* _WHAT TO DO_
Please repeat the listing exactly, with every line intact.

* _RECORD SET_
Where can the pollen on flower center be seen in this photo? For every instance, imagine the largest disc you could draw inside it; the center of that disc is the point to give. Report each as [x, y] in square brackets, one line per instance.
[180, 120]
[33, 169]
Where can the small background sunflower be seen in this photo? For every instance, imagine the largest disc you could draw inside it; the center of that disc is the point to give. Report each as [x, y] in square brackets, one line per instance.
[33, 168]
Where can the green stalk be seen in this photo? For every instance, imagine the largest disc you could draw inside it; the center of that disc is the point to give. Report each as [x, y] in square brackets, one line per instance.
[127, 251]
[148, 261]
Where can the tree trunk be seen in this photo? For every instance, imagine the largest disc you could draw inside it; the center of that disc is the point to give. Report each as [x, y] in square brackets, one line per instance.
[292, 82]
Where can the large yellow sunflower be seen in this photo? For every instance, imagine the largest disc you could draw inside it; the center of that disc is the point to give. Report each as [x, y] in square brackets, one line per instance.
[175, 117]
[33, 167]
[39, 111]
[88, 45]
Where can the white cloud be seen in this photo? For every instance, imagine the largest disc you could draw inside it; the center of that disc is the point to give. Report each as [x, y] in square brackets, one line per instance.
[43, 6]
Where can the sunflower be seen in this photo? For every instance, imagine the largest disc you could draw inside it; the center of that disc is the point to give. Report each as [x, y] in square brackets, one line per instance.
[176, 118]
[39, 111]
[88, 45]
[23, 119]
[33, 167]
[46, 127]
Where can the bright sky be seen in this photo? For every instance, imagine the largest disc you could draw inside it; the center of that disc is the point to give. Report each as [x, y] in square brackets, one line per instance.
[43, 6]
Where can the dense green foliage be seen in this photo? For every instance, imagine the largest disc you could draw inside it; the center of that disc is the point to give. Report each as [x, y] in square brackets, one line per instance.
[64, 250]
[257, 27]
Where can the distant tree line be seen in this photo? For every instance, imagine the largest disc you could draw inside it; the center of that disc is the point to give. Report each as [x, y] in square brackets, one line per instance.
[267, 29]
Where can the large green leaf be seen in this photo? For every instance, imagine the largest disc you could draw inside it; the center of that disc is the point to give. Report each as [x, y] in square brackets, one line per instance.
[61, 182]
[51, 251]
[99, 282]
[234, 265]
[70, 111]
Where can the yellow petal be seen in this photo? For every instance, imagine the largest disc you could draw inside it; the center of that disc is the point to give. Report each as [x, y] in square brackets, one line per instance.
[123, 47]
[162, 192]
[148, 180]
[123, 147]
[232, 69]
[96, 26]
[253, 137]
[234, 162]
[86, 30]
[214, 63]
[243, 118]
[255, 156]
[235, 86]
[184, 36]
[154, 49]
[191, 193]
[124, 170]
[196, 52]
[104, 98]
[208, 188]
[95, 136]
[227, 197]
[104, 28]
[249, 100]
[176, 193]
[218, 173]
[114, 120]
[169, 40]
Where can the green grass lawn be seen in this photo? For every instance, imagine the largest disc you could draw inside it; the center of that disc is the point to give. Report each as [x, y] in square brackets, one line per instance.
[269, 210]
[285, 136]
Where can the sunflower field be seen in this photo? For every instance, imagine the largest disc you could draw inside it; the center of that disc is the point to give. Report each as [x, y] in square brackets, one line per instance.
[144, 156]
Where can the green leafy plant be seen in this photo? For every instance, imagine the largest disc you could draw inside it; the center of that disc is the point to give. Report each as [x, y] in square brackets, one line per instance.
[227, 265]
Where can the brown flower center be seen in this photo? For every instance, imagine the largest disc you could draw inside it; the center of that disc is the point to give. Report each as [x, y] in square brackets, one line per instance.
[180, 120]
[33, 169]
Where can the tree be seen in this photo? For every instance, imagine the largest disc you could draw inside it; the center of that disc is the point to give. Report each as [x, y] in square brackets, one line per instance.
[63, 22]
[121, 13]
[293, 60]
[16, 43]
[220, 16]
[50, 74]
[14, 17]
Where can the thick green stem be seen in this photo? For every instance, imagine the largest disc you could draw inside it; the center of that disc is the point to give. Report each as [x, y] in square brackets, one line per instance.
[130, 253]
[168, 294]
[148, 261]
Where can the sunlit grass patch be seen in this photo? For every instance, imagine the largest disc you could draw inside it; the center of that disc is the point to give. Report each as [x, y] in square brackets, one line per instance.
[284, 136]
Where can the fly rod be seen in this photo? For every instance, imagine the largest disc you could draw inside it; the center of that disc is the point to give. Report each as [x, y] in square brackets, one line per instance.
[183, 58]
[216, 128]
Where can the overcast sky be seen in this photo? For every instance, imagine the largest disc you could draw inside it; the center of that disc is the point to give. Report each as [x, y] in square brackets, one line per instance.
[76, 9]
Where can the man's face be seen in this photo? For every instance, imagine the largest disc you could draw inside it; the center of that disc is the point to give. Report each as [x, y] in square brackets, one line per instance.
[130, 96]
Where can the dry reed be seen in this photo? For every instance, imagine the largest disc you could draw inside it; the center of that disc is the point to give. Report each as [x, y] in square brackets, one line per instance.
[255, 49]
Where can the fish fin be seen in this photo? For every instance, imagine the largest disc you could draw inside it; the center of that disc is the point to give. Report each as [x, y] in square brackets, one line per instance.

* _ANSWER SPACE_
Where can the pollen on flower center be seen in this photo? For every instance, imagine the largest disc you could draw inside it; the center of that disc is the point to give. Report each as [x, y] in square brackets, one line per instance.
[180, 120]
[33, 169]
Where can the small background sunflower be seen in this photo? For every instance, imagine the largest disc you could draw inside it; the center of that disc is the point to give. Report each as [x, y] in square brackets, one line per instance.
[33, 168]
Where can the green stalk be seen in this photo? For every instance, imagine the largest disc you could draw inside it; the center of that disc is the point to give. Report each as [x, y] in square brackets, one line per instance.
[127, 251]
[148, 261]
Where can the tree trunk be seen in this photo? For every instance, imagine the largest disc you could draw inside it; the center of that disc is the point to give. Report each as [x, y] in square brackets, one line per instance.
[292, 82]
Where can the large yellow sunflower be seen in this photo? For every instance, imagine the largest disc you could draw inside it; the center of that disc is the point to give. Report each as [x, y] in square brackets, one line per instance.
[175, 117]
[33, 167]
[39, 111]
[88, 45]
Where can the white cloud be seen in this photo? For every instance, imagine the largest disc you could draw inside it; the center of that disc is the point to give. Report each as [x, y] in square brackets, one line per instance.
[43, 6]
Where can the sunflower be seen in this photo? For every instance, imagine the largest disc you could draw inside it; the center of that disc is the point to give. Report each as [x, y] in square brackets, one line per instance.
[176, 118]
[39, 111]
[88, 45]
[23, 119]
[33, 167]
[46, 127]
Where can the bright sky be seen in this photo? For every instance, imagine the largest disc you could draw inside it; the center of that disc is the point to give. Report each as [x, y] in square brackets, one line per instance.
[43, 6]
Where can the dense green foliage be seen in this photo? For every instance, imagine the largest disc you could draw inside it; the center of that disc is the point to give. Report each as [x, y] in square brackets, one line per instance.
[64, 250]
[257, 27]
Where can the distant tree line be seen in this photo? For every instance, imagine the largest disc you could draw inside it; the center of that disc is the point to give. Report each as [x, y] in square brackets, one line per instance.
[267, 29]
Where can the large green leaf be seen in this photo? For every instance, imagine the largest disc you could draw inside it; the center of that disc is the point to give. Report each as [x, y] in square brackets, one line per instance.
[61, 182]
[51, 251]
[99, 282]
[234, 265]
[70, 111]
Where can the yellow petal be seen in this photo? For every instance, imagine the largest disc you could draw inside it; the center of that disc is the point to give. Report each as [x, y] in square brackets, one line per instance.
[123, 47]
[162, 192]
[148, 180]
[123, 147]
[232, 69]
[96, 26]
[253, 137]
[234, 162]
[86, 30]
[214, 63]
[243, 118]
[255, 156]
[235, 86]
[184, 36]
[154, 49]
[191, 193]
[124, 170]
[196, 52]
[104, 98]
[208, 188]
[95, 136]
[227, 197]
[104, 28]
[249, 100]
[176, 193]
[218, 173]
[114, 120]
[169, 40]
Where can the green grass lawn be seen in this photo? For every instance, imagine the largest disc you could draw inside it; the center of that disc is the point to give. Report each as [x, y] in square brackets, one line per instance.
[269, 210]
[285, 136]
Where can the sunflower field be seen in this photo? For every instance, imagine the largest disc you could draw inside it; the center of that disc is the point to give. Report each as [x, y] in square brackets, one line per instance.
[144, 156]
Where can the green leafy plant be seen in this photo? For every instance, imagine the largest disc you could draw inside it; the center of that disc is the point to give. Report each as [x, y] in square brackets, one line per instance.
[227, 265]
Where can the brown flower center be seen in this photo? For every instance, imagine the largest disc you could draw inside it; the center of that disc is the point to give. Report each as [x, y] in square brackets, one line per instance.
[180, 120]
[33, 169]
Where can the tree be seen in this photo? For every instance, imagine the largest disc you could draw inside it; the center of that disc is the point to give. Report each as [x, y] in square brackets, one line per instance.
[63, 22]
[121, 13]
[293, 60]
[16, 43]
[220, 16]
[50, 74]
[14, 17]
Where can the thick green stem be seen in this photo? For every instance, imagine the largest disc you could draw inside it; the center of that disc is the point to give. Report each as [x, y] in square brackets, one line per instance.
[130, 253]
[168, 294]
[148, 261]
Where can the sunlit grass patch be seen in this photo? For every instance, imagine the largest disc you could draw inside it; the center of that disc is the point to give. Report each as [x, y] in square brackets, one line per instance.
[284, 136]
Where can the fly rod be seen in this photo? For every instance, imagine the largest disc you could draw inside it; the center of that disc is the point to give. Report each as [x, y] in square brackets, one line per instance.
[183, 58]
[216, 128]
Where can the overcast sky be seen in this photo? For every instance, imagine the largest disc you could draw inside it; the center of that disc is the point to give. Report each as [x, y] in square brackets, one line per instance.
[76, 9]
Where can the man's face be seen in this photo? For every instance, imagine the largest disc you could draw inside it; the center of that disc is the point to give. Report each as [x, y] in square brackets, one line per instance.
[130, 96]
Where can the dry reed be seen in this photo? For every instance, imagine the largest disc you could draw inside it; the center of that disc is the point to give. Report each as [x, y] in square brackets, one line per instance.
[255, 49]
Where can the fish fin be seen in this photo? For every instance, imagine the largest disc you could draw inside it; the center of that disc is the point to give. Report each as [x, y] in square brackets, one line per instance.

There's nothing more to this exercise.